Python3 scrapy爬取智联招聘存MongoDB

本篇文章使用 scrapy 框架爬取智联北京地区的 PHP 岗位招聘信息,将爬取到的数据保存到本地 MongoDB 数据库 和本地 zhilian_php.csv 文件中。
查看源码请移步 GitHub
爬取到的结果如下:在这里插入图片描述在这里插入图片描述
开发环境:
操作系统:Ubuntu 16.04
Python 版本:Python 3.5.2
Scrapy 框架版本:Scrapy 1.5.1
编辑器:PyCharm

最终的项目目录树为:
在这里插入图片描述

编写一个爬虫的基本步骤分为一下几步:

1.创建项目
在命令行运行以下两条命令:
命令一:创建一个爬虫项目
scrapy startproject zhilianspider
命令二:创建 spider 文件
scrapy genspider zhilian "https://m.zhaopin.com/beijing"

2.明确目标
明确自己想要收集该网站的什么信息。这里我们需要某个岗位的职位名称,职位链接,职位要求,职位待遇,公司名称,薪资,地址。明确自己需要什么信息之后,经它写入 items.py 文件进行数据结构化,代码如下:

import scrapy

class ZhilianspiderItem(scrapy.Item):
    # define the fields for your item here like:
    # name = scrapy.Field()
    job_name = scrapy.Field()	#职位名称
    job_link = scrapy.Field()		#职位链接
    job_info = scrapy.Field()		#职位要求
    job_tags = scrapy.Field()		#职位待遇
    company = scrapy.Field()	#公司名称
    address = scrapy.Field()		#公司地址
    salary = scrapy.Field()			#薪资
    pass

3.编写爬虫
第一步“创建项目”中的命令二自动创建了 zhilian.py 文件,该文件的作用是用来解析网页收集数据,是整个爬虫项目的核心。
zhilian.py

import scrapy
from zhilianspider.items import ZhilianspiderItem
from bs4 import BeautifulSoup

class ZhilianSpider(scrapy.Spider):
    name = 'zhilian'
    allowed_domains = ['m.zhaopin.com']
    # start_urls = ['https://m.zhaopin.com/hangzhou/']
    start_urls = ['https://m.zhaopin.com/beijing-530/?keyword=php&pageindex=1&maprange=3&islocation=0']
    base_url  = 'https://m.zhaopin.com/'
    
    def parse(self, response):
        print(response.url)
        # 这里是body 而不是text
        soup = BeautifulSoup(response.body,'lxml')

• 所附材料
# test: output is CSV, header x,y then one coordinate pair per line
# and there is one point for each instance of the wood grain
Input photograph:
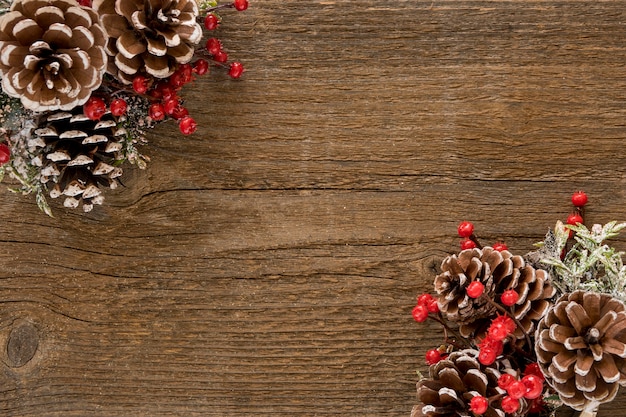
x,y
267,265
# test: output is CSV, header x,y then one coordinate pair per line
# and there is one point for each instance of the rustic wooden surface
x,y
267,265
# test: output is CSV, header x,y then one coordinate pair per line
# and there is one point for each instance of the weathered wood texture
x,y
267,265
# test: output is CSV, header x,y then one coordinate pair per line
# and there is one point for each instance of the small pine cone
x,y
52,53
452,384
458,271
78,155
151,36
581,348
499,271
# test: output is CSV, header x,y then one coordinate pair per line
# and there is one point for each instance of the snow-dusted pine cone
x,y
78,156
452,384
52,53
498,271
151,36
581,348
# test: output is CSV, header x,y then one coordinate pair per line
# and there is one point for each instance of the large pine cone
x,y
78,155
52,53
152,36
581,348
453,383
498,272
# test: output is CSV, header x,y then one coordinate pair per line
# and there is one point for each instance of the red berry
x,y
509,297
118,107
487,356
240,5
505,380
475,289
467,244
170,105
201,66
574,219
510,405
516,390
420,313
579,198
500,246
495,345
156,111
479,404
497,332
211,21
94,108
140,84
433,356
5,153
534,386
465,229
236,69
221,56
213,45
424,299
433,307
187,125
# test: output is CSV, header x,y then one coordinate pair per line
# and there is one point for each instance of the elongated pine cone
x,y
581,348
51,53
498,271
78,156
452,384
151,36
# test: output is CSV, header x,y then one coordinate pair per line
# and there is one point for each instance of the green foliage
x,y
590,264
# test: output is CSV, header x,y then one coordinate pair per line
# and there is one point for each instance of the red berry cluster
x,y
163,94
426,304
529,387
579,200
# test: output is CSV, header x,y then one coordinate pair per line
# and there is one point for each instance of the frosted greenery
x,y
589,264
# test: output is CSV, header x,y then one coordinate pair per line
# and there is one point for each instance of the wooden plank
x,y
268,264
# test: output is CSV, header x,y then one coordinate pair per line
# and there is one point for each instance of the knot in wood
x,y
22,344
592,336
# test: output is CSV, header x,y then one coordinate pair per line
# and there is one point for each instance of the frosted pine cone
x,y
453,383
458,272
581,348
152,36
499,271
52,53
78,156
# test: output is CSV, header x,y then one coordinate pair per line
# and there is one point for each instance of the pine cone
x,y
52,53
453,383
152,36
499,272
78,155
581,348
457,273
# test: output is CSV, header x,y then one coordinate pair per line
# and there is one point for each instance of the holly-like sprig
x,y
577,258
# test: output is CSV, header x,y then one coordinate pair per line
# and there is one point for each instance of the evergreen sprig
x,y
590,264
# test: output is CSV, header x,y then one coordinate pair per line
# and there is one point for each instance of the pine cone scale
x,y
51,30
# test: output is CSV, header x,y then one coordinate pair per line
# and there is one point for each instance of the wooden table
x,y
268,264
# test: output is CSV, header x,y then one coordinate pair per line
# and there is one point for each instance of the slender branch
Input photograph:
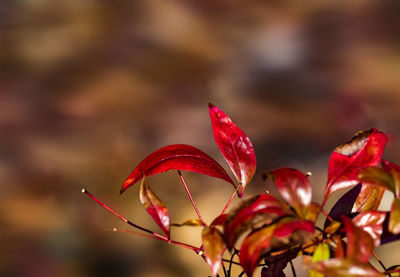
x,y
292,267
380,262
191,198
121,217
230,199
188,246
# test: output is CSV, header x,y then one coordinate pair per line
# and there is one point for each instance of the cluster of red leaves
x,y
278,231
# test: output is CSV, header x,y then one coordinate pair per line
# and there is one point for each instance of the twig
x,y
191,198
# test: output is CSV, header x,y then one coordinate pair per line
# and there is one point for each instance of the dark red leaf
x,y
234,145
155,207
369,198
371,222
339,267
394,171
394,222
254,212
344,205
364,149
178,157
359,243
386,235
294,187
213,245
286,233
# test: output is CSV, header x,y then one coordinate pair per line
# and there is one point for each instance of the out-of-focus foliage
x,y
80,81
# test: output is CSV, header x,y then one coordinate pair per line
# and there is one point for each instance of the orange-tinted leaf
x,y
254,212
369,198
394,222
394,171
189,222
286,233
344,268
178,157
359,243
213,245
254,247
377,176
371,222
294,187
155,207
313,211
364,149
234,145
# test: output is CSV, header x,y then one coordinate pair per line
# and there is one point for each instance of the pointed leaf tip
x,y
155,207
234,145
177,157
363,150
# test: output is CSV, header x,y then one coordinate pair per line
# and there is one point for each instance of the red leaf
x,y
344,267
371,222
394,171
394,222
213,245
364,149
277,236
294,187
359,243
178,157
254,212
369,198
234,145
155,207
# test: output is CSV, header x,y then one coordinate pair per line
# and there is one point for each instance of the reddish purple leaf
x,y
359,243
284,234
394,171
344,267
234,145
213,245
394,222
371,222
178,157
369,198
155,207
254,212
364,149
294,187
344,205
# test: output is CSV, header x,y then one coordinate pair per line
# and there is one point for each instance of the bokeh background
x,y
89,88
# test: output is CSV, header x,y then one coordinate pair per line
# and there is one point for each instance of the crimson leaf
x,y
178,157
234,145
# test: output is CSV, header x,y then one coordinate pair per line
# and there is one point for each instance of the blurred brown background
x,y
89,88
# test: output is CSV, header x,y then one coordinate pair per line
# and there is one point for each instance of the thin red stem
x,y
190,247
191,198
230,199
123,218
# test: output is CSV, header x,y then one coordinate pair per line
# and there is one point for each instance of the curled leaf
x,y
234,145
189,222
371,222
287,232
321,253
294,187
359,243
178,157
364,149
339,267
213,245
369,198
394,171
155,207
253,213
394,222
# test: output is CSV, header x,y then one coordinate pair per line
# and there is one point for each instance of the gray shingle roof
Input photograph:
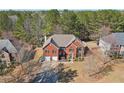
x,y
60,40
115,38
8,45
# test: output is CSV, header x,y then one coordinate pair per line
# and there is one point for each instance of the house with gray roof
x,y
112,43
8,52
61,47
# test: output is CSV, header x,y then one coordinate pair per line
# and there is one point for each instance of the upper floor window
x,y
46,51
71,50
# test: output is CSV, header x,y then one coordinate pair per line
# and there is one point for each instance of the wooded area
x,y
32,26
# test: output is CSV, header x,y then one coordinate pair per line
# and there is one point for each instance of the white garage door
x,y
47,58
54,58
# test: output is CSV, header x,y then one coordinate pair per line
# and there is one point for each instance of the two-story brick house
x,y
62,47
8,52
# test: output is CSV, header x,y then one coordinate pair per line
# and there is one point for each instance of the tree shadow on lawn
x,y
57,74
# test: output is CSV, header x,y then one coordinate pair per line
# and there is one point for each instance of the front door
x,y
62,54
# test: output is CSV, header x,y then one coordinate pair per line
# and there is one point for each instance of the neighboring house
x,y
112,43
8,52
62,47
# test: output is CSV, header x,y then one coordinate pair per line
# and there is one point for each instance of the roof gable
x,y
8,46
60,40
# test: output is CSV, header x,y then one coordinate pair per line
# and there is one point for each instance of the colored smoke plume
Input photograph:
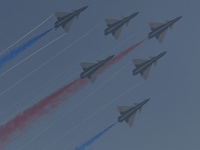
x,y
94,138
43,107
15,52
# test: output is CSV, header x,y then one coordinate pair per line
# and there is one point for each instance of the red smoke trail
x,y
24,120
43,107
120,56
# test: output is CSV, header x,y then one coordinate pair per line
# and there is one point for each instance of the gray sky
x,y
169,120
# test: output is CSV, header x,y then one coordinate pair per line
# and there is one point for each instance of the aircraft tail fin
x,y
59,15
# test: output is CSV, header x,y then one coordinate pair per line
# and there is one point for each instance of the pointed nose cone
x,y
110,57
145,101
179,17
84,8
163,53
136,13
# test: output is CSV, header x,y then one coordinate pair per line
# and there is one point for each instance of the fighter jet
x,y
115,25
143,66
128,113
159,30
65,18
90,70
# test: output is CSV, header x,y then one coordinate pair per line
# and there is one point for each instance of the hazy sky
x,y
169,121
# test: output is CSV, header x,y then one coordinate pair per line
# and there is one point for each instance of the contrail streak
x,y
60,117
45,63
27,34
32,55
41,108
120,56
46,105
94,138
122,42
91,116
54,81
15,52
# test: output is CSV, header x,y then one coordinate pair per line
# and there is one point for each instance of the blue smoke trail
x,y
15,52
93,139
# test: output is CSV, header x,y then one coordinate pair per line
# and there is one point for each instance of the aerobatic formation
x,y
22,121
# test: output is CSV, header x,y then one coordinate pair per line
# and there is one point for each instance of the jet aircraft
x,y
115,25
143,66
159,30
65,18
128,113
90,70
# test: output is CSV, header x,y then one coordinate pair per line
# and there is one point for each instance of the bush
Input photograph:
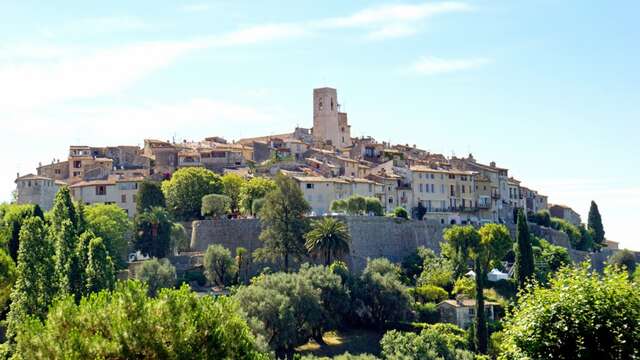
x,y
400,212
427,313
374,206
185,190
430,293
127,324
219,266
157,274
581,314
215,205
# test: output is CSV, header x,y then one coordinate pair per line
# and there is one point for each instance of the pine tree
x,y
100,269
595,224
32,293
65,240
63,209
524,253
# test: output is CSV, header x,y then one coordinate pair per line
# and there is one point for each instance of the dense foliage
x,y
581,315
219,267
284,223
215,206
185,190
328,238
149,196
157,274
112,224
177,324
252,190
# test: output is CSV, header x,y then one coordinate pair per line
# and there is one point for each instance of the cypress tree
x,y
33,291
65,250
37,211
595,224
524,253
63,209
100,269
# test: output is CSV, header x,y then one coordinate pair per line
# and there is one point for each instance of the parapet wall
x,y
371,237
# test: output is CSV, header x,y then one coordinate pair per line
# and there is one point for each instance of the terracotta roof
x,y
422,168
466,303
319,179
33,177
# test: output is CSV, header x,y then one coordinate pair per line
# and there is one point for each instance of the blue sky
x,y
548,89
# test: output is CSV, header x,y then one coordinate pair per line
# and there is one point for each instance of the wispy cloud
x,y
29,77
197,7
392,21
435,66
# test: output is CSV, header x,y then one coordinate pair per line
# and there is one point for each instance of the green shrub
x,y
215,205
430,293
427,313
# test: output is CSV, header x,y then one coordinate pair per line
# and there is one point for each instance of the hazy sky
x,y
548,89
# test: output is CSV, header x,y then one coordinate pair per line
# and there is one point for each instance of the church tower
x,y
330,126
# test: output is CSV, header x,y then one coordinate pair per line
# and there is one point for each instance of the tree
x,y
438,341
374,206
177,324
149,196
63,209
153,233
457,242
356,205
256,188
179,239
284,223
594,222
111,223
7,279
339,206
157,274
232,186
381,295
328,237
484,246
624,259
525,268
185,190
64,244
286,309
33,291
400,212
243,261
219,267
580,315
100,273
13,217
215,205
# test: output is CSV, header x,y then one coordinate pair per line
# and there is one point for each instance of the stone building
x,y
330,126
116,190
461,312
35,189
566,213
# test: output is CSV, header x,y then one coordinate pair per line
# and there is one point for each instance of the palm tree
x,y
328,237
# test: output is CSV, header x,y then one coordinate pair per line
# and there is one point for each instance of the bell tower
x,y
329,124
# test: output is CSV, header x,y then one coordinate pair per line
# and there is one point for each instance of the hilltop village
x,y
325,161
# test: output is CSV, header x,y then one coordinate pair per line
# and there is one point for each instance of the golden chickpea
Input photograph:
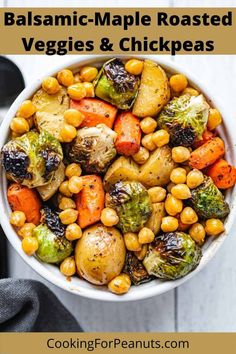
x,y
134,66
26,230
17,218
145,235
27,109
188,216
173,205
132,242
50,85
178,82
148,143
89,89
75,184
65,77
190,91
73,117
148,125
73,169
68,216
178,175
180,154
67,203
141,156
169,224
19,125
181,191
214,119
157,194
76,91
29,245
141,254
161,138
68,267
88,73
194,178
67,133
120,284
214,227
63,189
109,217
197,232
73,232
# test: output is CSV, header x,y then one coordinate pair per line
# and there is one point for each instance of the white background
x,y
206,302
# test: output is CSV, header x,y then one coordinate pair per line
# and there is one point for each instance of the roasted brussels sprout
x,y
135,269
172,256
93,148
32,159
132,204
185,119
116,85
208,201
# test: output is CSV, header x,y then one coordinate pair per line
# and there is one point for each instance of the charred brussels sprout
x,y
185,119
132,204
93,148
208,201
135,269
32,159
116,85
52,248
172,256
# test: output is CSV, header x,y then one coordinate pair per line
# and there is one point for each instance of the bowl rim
x,y
93,292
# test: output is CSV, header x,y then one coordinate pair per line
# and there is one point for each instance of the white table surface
x,y
206,302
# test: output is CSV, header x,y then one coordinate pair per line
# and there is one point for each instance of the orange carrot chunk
x,y
223,174
207,154
95,112
90,201
128,130
22,198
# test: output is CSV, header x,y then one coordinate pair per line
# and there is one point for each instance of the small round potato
x,y
100,254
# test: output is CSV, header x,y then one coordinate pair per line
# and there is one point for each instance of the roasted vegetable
x,y
132,204
122,169
154,222
208,201
32,159
22,198
185,119
50,110
156,171
116,85
95,112
128,131
135,269
52,248
90,201
100,254
172,256
154,91
93,148
207,153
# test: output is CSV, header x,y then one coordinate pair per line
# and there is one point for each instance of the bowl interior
x,y
81,287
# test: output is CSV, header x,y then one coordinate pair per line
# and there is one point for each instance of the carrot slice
x,y
95,112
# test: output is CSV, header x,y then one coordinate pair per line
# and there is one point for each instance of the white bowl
x,y
81,287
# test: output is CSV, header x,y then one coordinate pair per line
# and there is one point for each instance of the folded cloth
x,y
29,306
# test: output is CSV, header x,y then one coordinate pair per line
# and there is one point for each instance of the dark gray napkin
x,y
29,306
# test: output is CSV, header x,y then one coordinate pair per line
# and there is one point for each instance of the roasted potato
x,y
50,109
156,171
123,169
100,254
154,91
154,222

• 任务说明
A. 从清单中摘出所有含有字符串“roof”的行。
B. 请把上面关于用 Scrapy 爬取智联招聘的文章从最后一行之后继续往下写。
上面关于用 Scrapy 爬取智联招聘的文章与清单之间没有任何关联。

• 结果
A.
# and there is one point for each instance of the gray shingle roof
# and there is one point for each instance of the house with gray roof
# and there is one point for each instance of the roof gable
# and there is one point for each instance of the terracotta roof

B.
        all_sec = soup.find('div',class_='r_searchlist positiolist').find_all('section')
        for sec in all_sec:
            d_link = sec.find('a',class_='boxsizing')['data-link']
            detail_link = self.base_url+d_link
            if detail_link:
                yield scrapy.Request(detail_link,callback=self.parse_detail)

        # 是否有下一页的链接
        if soup.find('a',class_='nextpage'):
            next_url = self.base_url+soup.find('a',class_='nextpage')['href']
            print('next_url  ',next_url)
            # 若果有重复的,则不进行过滤
            yield scrapy.Request(next_url,callback=self.parse,dont_filter=True)

    def parse_detail(self,response):
        item = ZhilianspiderItem()
        item['job_link'] = response.url
        item['job_name'] = response.xpath('//*[@class="job-name fl"]/text()')[0].extract()
        item['company'] = response.xpath('//*[@class="comp-name"]/text()')[0].extract()
        item['address'] = response.xpath('//*[@class="add"]/text()').extract_first()
        item['job_info'] = ''.join(response.xpath('//*[@class="about-main"]/p/text()').extract())
        item['salary'] = response.xpath('//*[@class="job-sal fr"]/text()')[0].extract()
        item['job_tags'] = ';'.join(response.xpath("//*[@class='tag']/text()").extract())
        yield item
        pass

4.存储数据
存储数据有两种办法,一种是存储到数据库,另一种是保存到本地文件。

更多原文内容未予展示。